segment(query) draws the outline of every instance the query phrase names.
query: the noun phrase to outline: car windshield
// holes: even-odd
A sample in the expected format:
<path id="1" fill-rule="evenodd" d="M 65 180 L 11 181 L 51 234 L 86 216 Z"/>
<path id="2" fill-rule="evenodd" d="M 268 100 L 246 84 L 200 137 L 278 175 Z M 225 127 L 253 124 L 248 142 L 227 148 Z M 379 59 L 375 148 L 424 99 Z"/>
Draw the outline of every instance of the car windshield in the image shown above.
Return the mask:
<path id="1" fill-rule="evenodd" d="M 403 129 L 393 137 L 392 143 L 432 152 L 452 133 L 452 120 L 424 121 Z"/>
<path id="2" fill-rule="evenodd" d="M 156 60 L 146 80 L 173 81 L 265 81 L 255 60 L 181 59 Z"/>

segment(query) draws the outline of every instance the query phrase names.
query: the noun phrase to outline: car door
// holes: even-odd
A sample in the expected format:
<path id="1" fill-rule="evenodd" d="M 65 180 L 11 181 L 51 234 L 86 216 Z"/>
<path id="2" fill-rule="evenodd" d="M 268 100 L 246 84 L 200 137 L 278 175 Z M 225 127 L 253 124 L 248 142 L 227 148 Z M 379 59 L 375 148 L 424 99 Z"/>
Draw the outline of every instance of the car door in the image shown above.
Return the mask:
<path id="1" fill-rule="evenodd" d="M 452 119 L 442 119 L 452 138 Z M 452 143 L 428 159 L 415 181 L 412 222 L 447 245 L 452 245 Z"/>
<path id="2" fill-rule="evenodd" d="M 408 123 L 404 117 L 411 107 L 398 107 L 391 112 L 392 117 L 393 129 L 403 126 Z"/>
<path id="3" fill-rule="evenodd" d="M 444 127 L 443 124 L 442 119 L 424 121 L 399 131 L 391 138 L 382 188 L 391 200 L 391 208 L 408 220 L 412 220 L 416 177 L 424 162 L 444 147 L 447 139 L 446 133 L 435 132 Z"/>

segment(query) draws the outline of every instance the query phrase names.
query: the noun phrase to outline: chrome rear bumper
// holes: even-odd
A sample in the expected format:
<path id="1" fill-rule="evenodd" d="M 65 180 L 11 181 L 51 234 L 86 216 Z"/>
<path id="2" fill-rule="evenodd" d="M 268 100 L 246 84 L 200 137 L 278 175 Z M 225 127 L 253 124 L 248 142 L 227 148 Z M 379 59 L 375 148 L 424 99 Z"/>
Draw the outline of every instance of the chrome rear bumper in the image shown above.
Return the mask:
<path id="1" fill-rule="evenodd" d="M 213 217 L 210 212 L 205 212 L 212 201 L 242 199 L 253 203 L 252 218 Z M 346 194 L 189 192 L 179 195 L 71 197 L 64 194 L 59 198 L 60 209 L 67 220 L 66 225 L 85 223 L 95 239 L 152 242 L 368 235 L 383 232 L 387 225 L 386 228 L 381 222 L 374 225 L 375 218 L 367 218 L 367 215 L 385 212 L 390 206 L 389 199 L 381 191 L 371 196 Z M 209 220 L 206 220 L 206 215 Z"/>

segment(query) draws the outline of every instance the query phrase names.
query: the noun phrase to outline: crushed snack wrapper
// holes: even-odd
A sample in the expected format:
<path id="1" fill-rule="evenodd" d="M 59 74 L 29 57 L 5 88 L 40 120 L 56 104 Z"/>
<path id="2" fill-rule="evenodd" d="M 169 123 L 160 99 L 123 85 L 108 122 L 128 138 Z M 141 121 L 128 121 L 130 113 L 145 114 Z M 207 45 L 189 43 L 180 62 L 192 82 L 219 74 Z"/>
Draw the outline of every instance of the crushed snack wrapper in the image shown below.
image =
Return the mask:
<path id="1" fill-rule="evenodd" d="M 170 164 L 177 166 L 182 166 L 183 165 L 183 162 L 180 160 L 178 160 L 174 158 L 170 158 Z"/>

+++

Please give every line of the data above as a Markdown table with the columns "Row" and "Text", numbering the rows and skipping blank lines.

> _Answer below_:
| Row | Text |
|---|---|
| 1 | segment(query) draws the outline of every instance the query phrase names. |
| 2 | query: the noun phrase to outline: car windshield |
| 3 | // holes: even-odd |
| 4 | A sample in the expected format: |
| 5 | <path id="1" fill-rule="evenodd" d="M 65 180 L 11 181 L 51 234 L 86 216 Z"/> |
| 6 | <path id="2" fill-rule="evenodd" d="M 268 100 L 246 84 L 200 137 L 278 175 Z M 225 127 L 253 124 L 248 142 L 227 148 Z M 379 59 L 375 148 L 424 99 Z"/> |
| 7 | Draw the outline of every instance of the car windshield in the image shown above. |
| 8 | Return the mask: |
| 9 | <path id="1" fill-rule="evenodd" d="M 403 129 L 393 137 L 392 143 L 432 152 L 452 133 L 452 120 L 424 121 Z"/> |
| 10 | <path id="2" fill-rule="evenodd" d="M 156 60 L 146 80 L 173 81 L 265 81 L 255 60 L 181 59 Z"/> |
| 11 | segment(query) draws the outline of every instance the query phrase names. |
| 12 | query: the noun phrase to outline: car door |
| 13 | // holes: even-odd |
| 14 | A sample in the expected format: |
| 15 | <path id="1" fill-rule="evenodd" d="M 65 180 L 11 181 L 51 234 L 86 216 Z"/> |
| 16 | <path id="2" fill-rule="evenodd" d="M 268 100 L 246 84 L 200 137 L 278 175 Z M 225 127 L 253 124 L 248 142 L 227 148 Z M 379 59 L 375 148 L 424 99 Z"/> |
| 17 | Draw the outline of every instance of the car door in the image shown above. |
| 18 | Return the mask: |
| 19 | <path id="1" fill-rule="evenodd" d="M 452 119 L 442 119 L 452 138 Z M 452 143 L 428 159 L 415 181 L 412 222 L 447 245 L 452 245 Z"/> |
| 20 | <path id="2" fill-rule="evenodd" d="M 408 123 L 404 117 L 411 107 L 398 107 L 391 112 L 392 117 L 393 129 L 403 126 Z"/> |
| 21 | <path id="3" fill-rule="evenodd" d="M 444 127 L 443 124 L 442 119 L 424 121 L 399 131 L 391 138 L 382 188 L 391 200 L 391 208 L 408 220 L 412 220 L 416 177 L 424 162 L 444 147 L 447 139 L 446 133 L 435 132 Z"/> |
| 22 | segment(query) draws the outline of every instance the query phrase names. |
| 23 | query: the noun phrase to outline: chrome rear bumper |
| 24 | // holes: even-odd |
| 25 | A sample in the expected format: |
| 26 | <path id="1" fill-rule="evenodd" d="M 65 180 L 11 181 L 51 234 L 86 216 Z"/> |
| 27 | <path id="2" fill-rule="evenodd" d="M 268 100 L 246 84 L 200 137 L 278 175 Z M 225 127 L 253 124 L 248 142 L 227 148 Z M 379 59 L 375 148 L 424 99 Z"/> |
| 28 | Draw the outline of every instance of the chrome rear bumper in the image shown above. |
| 29 | Return the mask: |
| 30 | <path id="1" fill-rule="evenodd" d="M 213 217 L 210 212 L 205 212 L 212 201 L 242 199 L 253 203 L 252 218 Z M 346 194 L 189 192 L 179 195 L 71 197 L 64 194 L 59 198 L 60 209 L 67 220 L 66 225 L 85 223 L 95 239 L 152 242 L 368 235 L 383 232 L 387 225 L 386 228 L 381 222 L 374 225 L 375 218 L 367 218 L 367 215 L 385 212 L 390 206 L 389 199 L 381 191 L 371 196 Z M 209 220 L 206 220 L 206 215 Z"/> |
| 31 | segment(query) draws the outline of every instance the query phrase names. |
| 32 | query: the noun phrase to outline: crushed snack wrapper |
| 33 | // holes: even-odd |
| 34 | A sample in the expected format: |
| 35 | <path id="1" fill-rule="evenodd" d="M 59 74 L 29 57 L 5 88 L 40 120 L 56 104 Z"/> |
| 36 | <path id="2" fill-rule="evenodd" d="M 169 123 L 160 99 L 123 85 L 108 122 L 128 138 Z M 141 121 L 128 121 L 130 113 L 145 114 Z M 207 45 L 189 43 L 180 62 L 192 82 L 219 74 Z"/> |
| 37 | Draw the outline of every instance of the crushed snack wrapper in the image shown below. |
| 38 | image = |
| 39 | Return the mask: |
| 40 | <path id="1" fill-rule="evenodd" d="M 170 164 L 177 166 L 182 166 L 183 165 L 183 162 L 180 160 L 178 160 L 174 158 L 170 158 Z"/> |